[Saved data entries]
▼

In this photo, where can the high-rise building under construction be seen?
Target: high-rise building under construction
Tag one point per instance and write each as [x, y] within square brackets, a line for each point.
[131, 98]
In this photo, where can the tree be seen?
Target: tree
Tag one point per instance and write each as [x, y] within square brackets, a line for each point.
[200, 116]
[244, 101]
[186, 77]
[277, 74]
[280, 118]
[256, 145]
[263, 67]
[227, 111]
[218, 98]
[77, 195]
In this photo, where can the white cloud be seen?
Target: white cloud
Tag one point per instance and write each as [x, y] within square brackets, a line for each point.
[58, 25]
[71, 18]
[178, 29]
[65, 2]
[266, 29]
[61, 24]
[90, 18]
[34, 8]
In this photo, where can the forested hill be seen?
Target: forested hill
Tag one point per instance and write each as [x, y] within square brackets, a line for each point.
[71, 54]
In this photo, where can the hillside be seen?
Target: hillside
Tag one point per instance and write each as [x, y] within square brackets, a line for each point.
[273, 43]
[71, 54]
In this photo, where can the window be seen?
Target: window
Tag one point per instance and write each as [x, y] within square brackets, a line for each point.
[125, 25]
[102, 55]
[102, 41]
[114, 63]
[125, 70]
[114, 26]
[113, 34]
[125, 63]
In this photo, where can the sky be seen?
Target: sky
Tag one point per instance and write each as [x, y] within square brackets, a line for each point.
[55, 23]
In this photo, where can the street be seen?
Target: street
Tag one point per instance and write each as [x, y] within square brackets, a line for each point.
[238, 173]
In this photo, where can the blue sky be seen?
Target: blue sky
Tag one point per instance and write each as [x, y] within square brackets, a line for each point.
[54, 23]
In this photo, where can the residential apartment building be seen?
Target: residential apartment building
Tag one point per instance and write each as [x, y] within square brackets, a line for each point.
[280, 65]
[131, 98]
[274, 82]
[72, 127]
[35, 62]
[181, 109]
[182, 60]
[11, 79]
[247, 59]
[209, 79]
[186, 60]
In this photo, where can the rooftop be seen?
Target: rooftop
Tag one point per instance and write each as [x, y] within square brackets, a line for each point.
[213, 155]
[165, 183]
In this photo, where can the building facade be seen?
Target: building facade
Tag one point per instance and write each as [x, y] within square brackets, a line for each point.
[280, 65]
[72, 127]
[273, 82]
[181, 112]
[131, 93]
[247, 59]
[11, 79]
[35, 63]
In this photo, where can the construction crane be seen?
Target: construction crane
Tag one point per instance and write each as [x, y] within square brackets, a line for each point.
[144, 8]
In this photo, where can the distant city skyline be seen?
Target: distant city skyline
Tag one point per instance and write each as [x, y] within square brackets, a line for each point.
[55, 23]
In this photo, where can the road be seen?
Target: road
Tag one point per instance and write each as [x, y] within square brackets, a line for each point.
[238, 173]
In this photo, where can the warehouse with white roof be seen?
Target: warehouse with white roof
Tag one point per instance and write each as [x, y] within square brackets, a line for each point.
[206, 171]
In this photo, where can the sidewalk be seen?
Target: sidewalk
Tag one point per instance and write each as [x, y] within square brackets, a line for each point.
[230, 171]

▲

→ Your instructions
Begin at the first line of the entries above and copy every line exactly, ending with the line that contains "Target: hillside".

→ Your response
In this photo, where can the high-rise building under construction be seen?
Target: high-rise building under construction
Tag one point per instance and write each as [x, y] within square brackets, a line for each point.
[131, 98]
In this photo, where can the tree be seen?
Target: tree
Tag one point per instance and write each as [x, y] within square brackets, a line for each point.
[200, 116]
[244, 101]
[186, 77]
[277, 74]
[280, 118]
[256, 145]
[263, 67]
[227, 111]
[218, 98]
[77, 195]
In this photo, where can the white cloud be seen?
Target: white cloud
Tag one point per instance and write each as [x, y] within square brackets, a line for each point.
[58, 25]
[71, 18]
[178, 29]
[65, 2]
[266, 29]
[61, 24]
[90, 18]
[34, 8]
In this photo, where can the forested hill be seen?
Target: forested hill
Tag one point per instance and write each as [x, y] within square brackets, a line for each point.
[71, 54]
In this photo, where can the hillside be seen?
Target: hillside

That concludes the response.